DATASET RECORDS:
BEGIN
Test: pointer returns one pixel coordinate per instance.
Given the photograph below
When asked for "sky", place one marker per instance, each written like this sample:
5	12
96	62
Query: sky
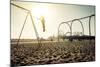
54	14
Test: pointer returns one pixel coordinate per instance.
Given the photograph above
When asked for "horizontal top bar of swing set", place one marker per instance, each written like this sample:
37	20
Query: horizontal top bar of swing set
21	7
79	18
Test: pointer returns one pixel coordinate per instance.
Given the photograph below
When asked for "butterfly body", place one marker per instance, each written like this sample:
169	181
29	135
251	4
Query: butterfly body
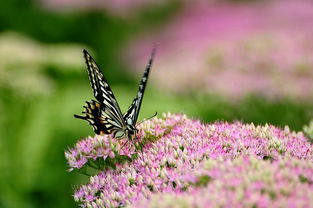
END
PROBLEM DESCRIPTION:
Can you write out every line of these records again, requests included, with each coordinate in the answers scaled by 1.75 and rounded to a whole number (halves round up)? Leave out the pictures, and keep the numbers in the requests and their format samples as they are.

PROBLEM SOLUTION:
Test: pointer returns one pixel coordinate per instance.
Given the photograph below
When asked for "sky", place one marker per instance, each written like this sample:
5	12
96	62
Query: sky
95	25
Test: pointer returns one pixel coordinate per instance.
Given the photograph above
When asked for "horizontal top bar of swing set", place one marker per instance, each written like this sample:
37	20
Query: horizontal top bar of swing set
37	12
138	32
Test: pointer returns one pixel coordinate per instance.
Given the photograph below
When asked for "butterfly body", place one marker per instance, each written like this sample:
169	181
29	135
251	4
Query: butterfly body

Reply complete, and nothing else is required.